##### Supplied records
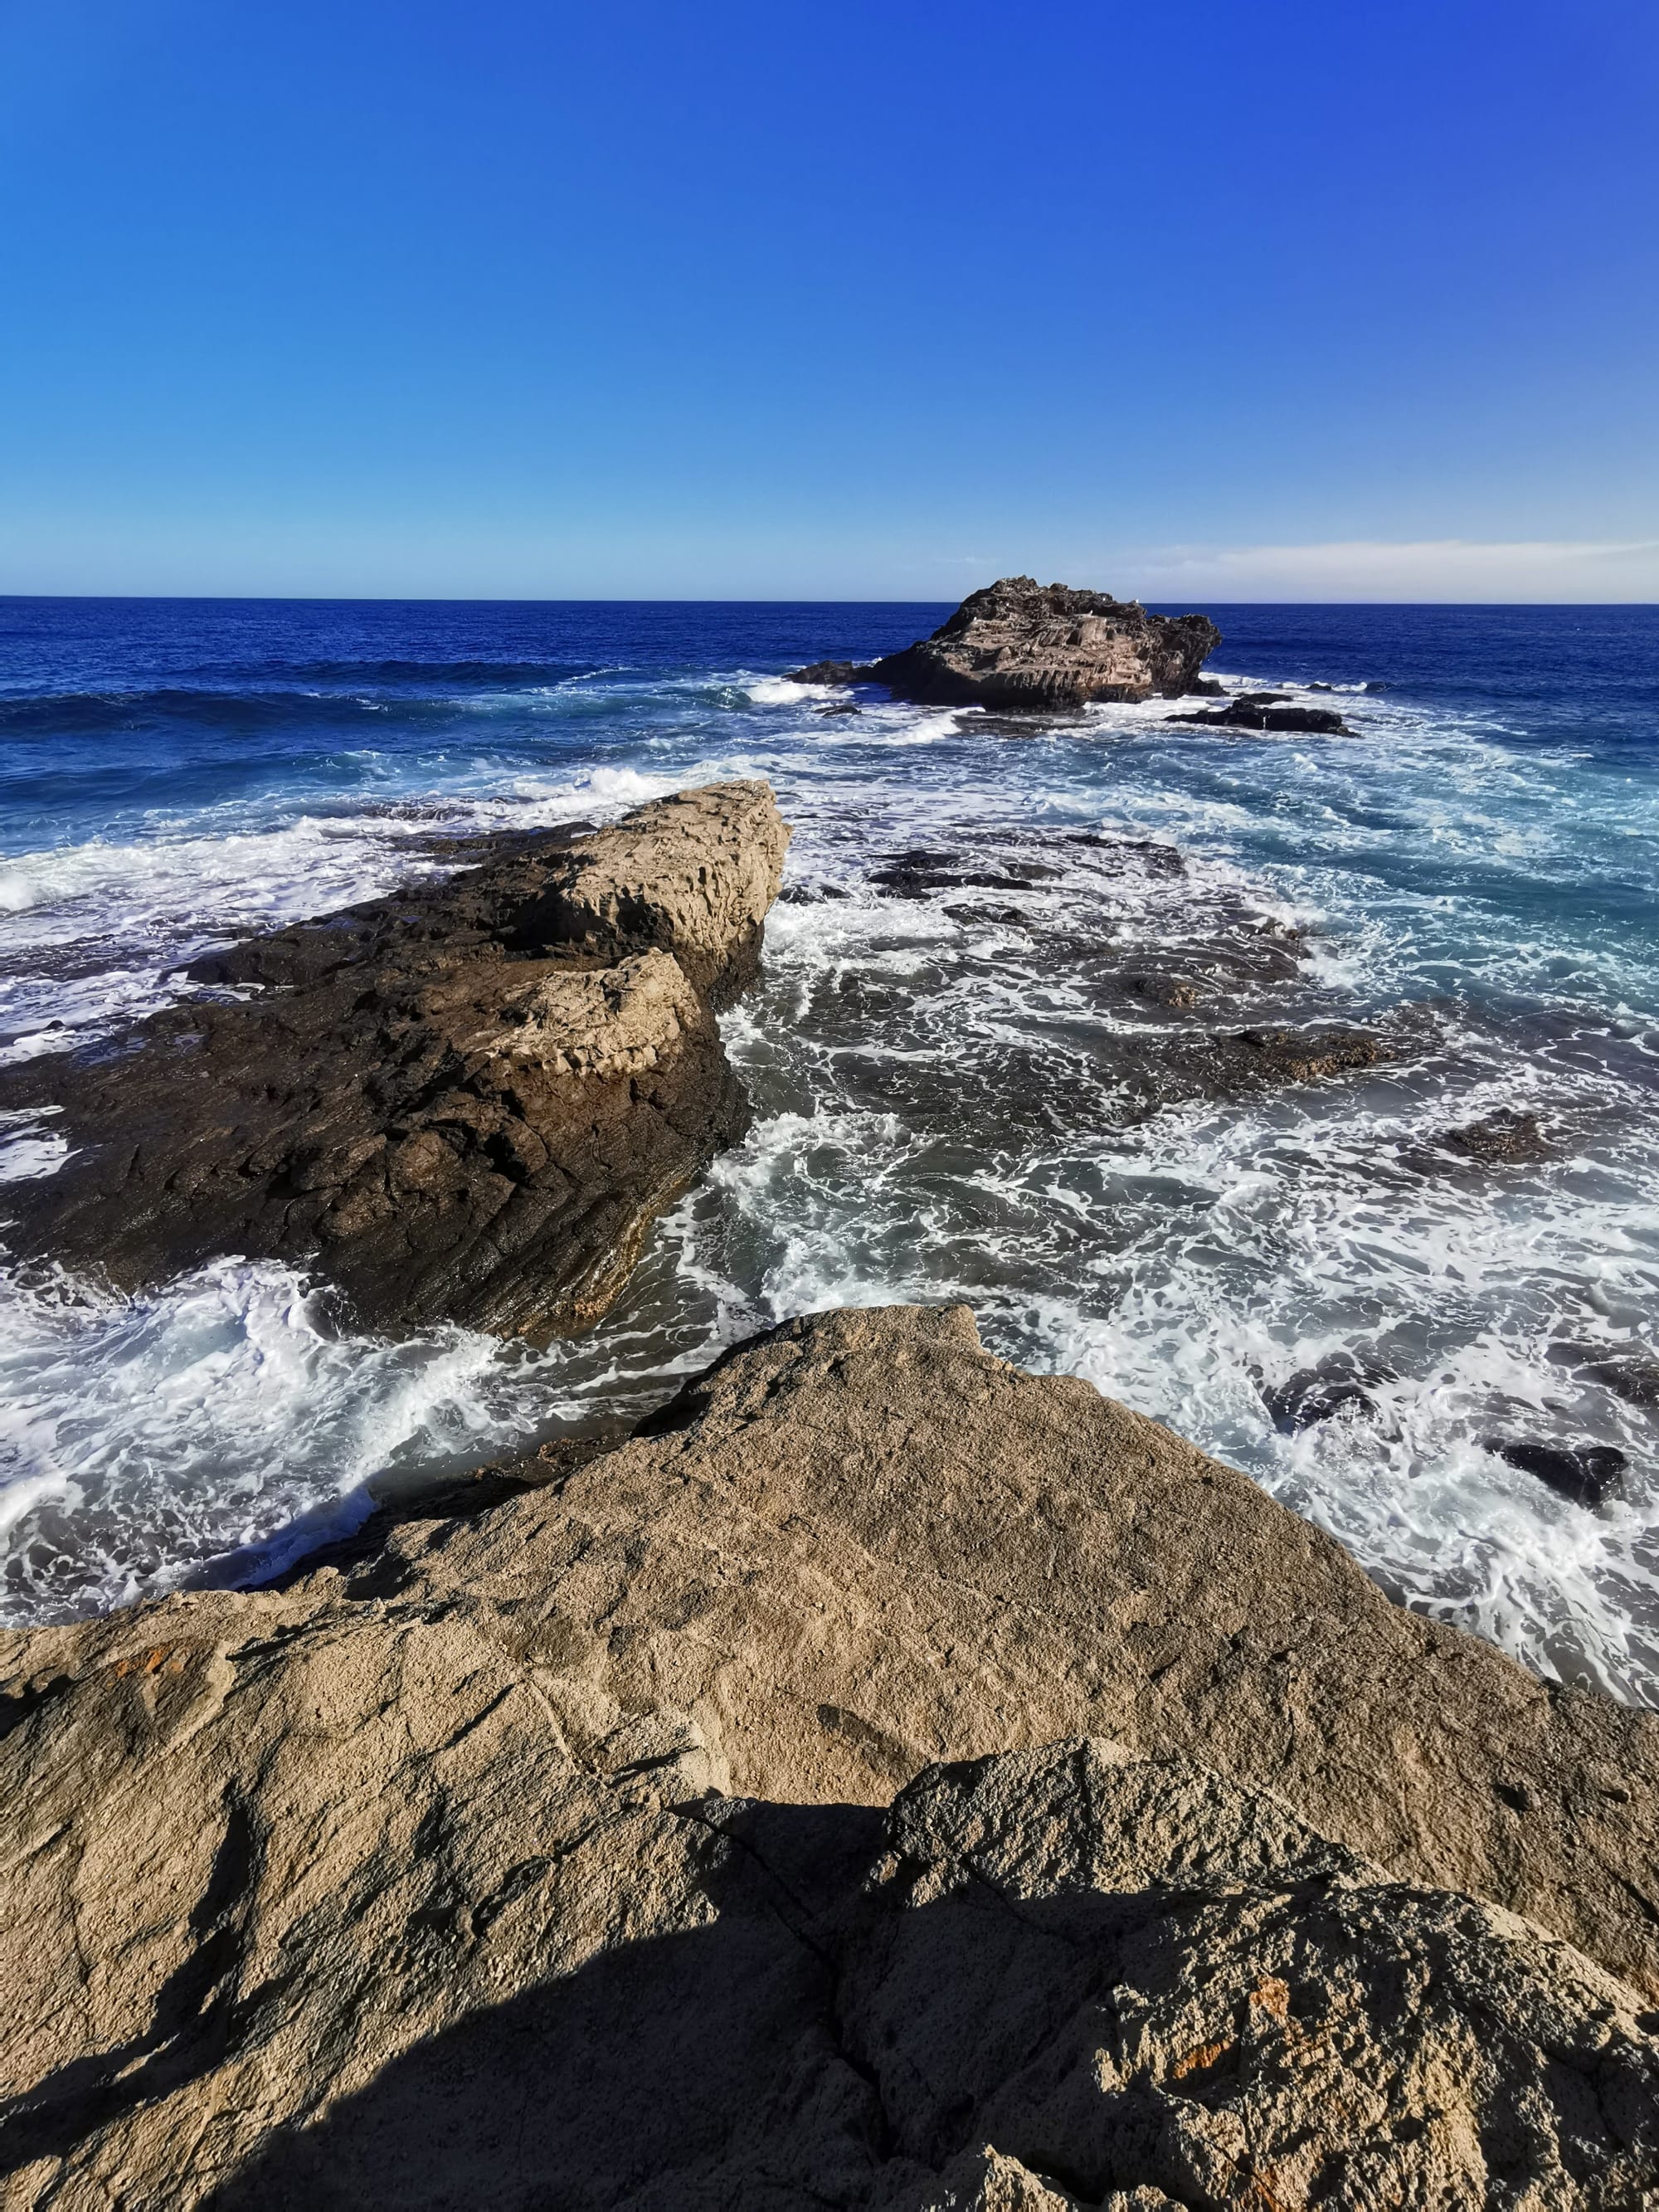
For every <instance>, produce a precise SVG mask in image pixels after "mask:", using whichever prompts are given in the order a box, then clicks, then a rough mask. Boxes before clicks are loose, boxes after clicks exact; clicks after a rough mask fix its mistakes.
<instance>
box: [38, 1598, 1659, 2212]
##########
##### Supplied records
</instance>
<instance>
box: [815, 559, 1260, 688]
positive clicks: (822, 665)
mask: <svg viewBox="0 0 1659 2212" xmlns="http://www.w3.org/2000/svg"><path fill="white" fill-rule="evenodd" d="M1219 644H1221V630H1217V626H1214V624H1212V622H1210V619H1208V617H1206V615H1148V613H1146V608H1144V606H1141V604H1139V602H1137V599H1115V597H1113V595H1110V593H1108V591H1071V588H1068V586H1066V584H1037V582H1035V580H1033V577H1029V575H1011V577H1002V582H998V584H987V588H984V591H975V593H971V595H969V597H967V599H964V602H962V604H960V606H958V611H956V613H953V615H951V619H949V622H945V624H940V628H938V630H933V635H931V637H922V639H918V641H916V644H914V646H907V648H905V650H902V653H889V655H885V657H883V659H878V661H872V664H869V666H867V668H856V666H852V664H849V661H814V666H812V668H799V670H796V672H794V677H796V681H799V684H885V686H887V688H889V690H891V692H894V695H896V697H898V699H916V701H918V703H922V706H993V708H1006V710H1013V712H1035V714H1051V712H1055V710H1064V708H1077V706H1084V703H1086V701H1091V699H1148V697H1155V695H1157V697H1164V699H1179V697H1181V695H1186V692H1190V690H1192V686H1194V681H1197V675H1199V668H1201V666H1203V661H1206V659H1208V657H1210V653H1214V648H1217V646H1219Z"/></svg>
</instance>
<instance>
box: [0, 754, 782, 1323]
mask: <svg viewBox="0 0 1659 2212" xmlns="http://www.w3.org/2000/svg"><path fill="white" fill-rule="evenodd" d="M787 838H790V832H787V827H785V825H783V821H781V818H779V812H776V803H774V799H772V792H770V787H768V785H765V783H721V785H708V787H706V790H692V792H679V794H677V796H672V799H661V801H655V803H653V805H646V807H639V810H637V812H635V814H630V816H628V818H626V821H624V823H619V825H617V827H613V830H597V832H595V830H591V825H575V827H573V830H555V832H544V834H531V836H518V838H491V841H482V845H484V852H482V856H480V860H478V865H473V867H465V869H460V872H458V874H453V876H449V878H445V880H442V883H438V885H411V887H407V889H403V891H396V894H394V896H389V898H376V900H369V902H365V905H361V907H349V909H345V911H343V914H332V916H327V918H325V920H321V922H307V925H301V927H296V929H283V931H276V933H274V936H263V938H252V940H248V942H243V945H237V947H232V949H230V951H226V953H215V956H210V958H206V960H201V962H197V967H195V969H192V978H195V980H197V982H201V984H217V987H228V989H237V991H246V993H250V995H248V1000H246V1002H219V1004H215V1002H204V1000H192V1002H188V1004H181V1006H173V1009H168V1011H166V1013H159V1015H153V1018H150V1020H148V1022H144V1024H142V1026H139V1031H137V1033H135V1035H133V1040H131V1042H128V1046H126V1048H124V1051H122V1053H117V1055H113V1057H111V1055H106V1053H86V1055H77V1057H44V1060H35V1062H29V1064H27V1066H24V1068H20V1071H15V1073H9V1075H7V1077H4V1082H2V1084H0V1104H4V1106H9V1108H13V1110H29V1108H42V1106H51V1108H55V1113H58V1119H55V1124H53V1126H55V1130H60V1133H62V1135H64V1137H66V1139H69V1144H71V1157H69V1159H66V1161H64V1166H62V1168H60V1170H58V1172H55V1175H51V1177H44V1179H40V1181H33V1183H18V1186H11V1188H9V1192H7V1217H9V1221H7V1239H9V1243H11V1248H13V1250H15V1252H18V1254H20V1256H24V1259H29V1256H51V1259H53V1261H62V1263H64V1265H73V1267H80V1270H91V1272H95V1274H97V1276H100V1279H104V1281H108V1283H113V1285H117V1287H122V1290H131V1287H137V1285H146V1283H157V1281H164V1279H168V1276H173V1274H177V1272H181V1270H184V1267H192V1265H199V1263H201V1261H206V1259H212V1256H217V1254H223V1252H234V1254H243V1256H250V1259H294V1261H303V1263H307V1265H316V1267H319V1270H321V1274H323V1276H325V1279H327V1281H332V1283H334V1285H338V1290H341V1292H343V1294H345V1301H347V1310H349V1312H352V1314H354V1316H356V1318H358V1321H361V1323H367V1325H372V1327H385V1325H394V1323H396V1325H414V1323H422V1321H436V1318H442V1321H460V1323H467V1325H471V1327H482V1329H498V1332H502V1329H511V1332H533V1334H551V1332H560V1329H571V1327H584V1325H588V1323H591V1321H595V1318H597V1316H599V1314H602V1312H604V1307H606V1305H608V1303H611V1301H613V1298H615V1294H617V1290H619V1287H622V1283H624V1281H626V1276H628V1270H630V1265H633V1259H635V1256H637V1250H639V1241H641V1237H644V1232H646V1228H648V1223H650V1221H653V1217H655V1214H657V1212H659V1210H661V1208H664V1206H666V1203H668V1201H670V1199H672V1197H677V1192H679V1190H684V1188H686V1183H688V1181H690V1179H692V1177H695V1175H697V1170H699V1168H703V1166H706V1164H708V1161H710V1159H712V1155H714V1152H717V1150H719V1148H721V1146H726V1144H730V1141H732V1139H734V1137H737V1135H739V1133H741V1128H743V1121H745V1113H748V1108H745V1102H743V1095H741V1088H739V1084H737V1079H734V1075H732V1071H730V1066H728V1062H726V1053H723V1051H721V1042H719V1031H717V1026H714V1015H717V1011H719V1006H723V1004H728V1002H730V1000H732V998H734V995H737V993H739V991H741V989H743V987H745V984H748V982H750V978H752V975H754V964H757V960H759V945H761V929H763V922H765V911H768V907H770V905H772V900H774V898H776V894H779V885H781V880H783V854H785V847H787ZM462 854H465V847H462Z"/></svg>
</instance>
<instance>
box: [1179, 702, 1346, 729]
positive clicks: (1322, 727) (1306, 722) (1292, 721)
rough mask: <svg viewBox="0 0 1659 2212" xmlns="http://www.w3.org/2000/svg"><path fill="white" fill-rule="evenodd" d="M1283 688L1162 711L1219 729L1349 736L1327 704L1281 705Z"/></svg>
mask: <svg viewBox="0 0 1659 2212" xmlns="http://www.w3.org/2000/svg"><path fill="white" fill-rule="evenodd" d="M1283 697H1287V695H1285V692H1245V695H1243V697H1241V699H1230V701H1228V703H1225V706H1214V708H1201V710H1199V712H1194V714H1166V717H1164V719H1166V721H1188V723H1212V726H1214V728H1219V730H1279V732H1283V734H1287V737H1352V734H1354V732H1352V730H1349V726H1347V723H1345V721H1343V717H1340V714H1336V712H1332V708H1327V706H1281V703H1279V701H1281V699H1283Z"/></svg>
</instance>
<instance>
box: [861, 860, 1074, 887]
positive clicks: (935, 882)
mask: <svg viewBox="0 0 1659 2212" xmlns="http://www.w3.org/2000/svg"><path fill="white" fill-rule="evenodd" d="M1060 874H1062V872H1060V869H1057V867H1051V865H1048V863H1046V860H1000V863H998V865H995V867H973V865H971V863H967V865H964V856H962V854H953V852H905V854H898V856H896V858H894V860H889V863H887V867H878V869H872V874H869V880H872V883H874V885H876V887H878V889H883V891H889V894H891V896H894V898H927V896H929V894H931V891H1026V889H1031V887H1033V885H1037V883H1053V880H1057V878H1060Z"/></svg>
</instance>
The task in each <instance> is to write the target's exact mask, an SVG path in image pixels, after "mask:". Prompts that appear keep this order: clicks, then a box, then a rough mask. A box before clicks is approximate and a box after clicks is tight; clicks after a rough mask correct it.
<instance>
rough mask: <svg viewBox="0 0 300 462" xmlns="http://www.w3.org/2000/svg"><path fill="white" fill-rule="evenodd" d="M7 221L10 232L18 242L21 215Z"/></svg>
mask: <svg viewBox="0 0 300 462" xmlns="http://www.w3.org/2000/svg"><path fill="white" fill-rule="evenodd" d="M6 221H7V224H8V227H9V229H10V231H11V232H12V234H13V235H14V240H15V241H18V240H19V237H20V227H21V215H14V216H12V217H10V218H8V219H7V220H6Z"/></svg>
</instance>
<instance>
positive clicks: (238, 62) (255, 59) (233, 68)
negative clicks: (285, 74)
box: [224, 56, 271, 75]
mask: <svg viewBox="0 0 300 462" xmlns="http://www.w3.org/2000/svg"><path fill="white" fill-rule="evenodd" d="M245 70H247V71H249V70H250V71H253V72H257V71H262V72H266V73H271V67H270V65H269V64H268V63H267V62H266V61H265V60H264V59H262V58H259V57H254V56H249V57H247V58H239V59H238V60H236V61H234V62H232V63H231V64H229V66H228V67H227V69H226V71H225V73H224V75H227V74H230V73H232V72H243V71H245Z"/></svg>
##########
##### Supplied records
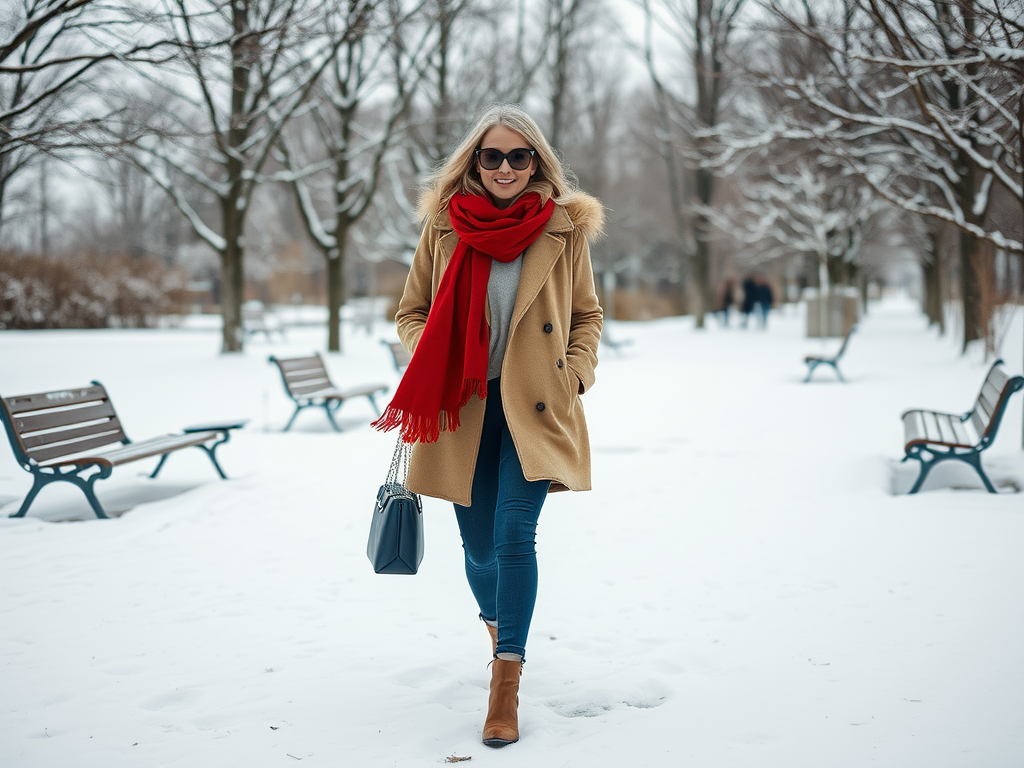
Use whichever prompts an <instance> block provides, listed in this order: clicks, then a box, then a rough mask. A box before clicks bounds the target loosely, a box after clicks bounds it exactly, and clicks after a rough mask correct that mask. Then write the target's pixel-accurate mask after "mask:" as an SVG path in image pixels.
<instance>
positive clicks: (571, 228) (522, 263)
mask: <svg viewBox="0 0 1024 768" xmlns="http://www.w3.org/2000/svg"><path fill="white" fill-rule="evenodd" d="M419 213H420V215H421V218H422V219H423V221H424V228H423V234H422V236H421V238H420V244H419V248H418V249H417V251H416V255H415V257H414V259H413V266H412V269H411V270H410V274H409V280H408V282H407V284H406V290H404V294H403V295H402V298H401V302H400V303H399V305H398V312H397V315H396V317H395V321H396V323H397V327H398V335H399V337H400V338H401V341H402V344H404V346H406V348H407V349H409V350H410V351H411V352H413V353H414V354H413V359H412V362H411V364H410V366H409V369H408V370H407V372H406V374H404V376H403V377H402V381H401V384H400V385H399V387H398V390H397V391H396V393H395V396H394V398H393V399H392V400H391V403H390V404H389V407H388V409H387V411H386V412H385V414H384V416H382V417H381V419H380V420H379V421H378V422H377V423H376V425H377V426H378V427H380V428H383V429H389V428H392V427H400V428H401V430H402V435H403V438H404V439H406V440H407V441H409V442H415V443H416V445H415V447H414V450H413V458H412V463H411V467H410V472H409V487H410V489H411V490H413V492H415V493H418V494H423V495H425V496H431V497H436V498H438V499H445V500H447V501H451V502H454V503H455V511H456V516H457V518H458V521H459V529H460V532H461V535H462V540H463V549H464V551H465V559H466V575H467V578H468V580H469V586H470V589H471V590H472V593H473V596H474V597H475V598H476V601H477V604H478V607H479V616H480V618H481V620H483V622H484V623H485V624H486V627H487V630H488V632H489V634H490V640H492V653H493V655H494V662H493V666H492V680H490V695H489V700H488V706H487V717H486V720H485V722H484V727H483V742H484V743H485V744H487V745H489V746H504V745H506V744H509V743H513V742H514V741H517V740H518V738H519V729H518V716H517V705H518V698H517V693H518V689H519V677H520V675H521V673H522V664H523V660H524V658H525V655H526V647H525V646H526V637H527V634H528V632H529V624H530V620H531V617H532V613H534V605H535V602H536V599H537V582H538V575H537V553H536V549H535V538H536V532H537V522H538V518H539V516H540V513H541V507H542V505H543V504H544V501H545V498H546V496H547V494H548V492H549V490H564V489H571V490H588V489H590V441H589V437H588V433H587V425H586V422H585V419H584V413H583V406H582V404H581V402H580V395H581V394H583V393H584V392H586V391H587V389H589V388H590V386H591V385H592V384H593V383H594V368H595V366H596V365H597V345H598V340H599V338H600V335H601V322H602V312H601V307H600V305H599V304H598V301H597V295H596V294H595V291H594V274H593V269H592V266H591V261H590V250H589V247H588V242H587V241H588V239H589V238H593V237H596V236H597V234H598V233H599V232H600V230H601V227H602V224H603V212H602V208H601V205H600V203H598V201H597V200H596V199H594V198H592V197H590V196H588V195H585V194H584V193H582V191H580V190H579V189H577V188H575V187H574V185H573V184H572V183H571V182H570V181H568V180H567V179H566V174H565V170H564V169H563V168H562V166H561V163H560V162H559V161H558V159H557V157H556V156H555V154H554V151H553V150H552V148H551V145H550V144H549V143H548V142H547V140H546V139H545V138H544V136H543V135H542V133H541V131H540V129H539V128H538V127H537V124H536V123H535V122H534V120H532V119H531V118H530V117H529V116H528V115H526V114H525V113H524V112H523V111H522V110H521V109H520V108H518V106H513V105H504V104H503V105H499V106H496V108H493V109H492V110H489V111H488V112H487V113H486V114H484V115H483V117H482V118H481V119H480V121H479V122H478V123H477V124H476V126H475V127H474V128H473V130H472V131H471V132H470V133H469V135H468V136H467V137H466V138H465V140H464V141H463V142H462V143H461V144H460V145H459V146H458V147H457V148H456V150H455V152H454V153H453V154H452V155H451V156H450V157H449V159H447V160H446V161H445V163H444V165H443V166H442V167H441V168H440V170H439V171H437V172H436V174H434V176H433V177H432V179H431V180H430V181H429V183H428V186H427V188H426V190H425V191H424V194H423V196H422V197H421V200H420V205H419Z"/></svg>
##########
--- Task goal ---
Rewrite the lines starting with the one containing "For every <instance>, produce" and going on through the one containing "box: [38, 1598, 1659, 2212]". Replace "precise" with "accurate" and leave everything else unchanged.

--- Response to this task ---
For every <instance>, produce a accurate SVG mask in image pixels after "mask:", using whichever prompts are given in the order a box, then clicks, then a rough mask. Boxes before clicks are loose, boxes after clicks exact; clicks after a rough mask fix its mistakes.
<instance>
box: [38, 1598, 1659, 2212]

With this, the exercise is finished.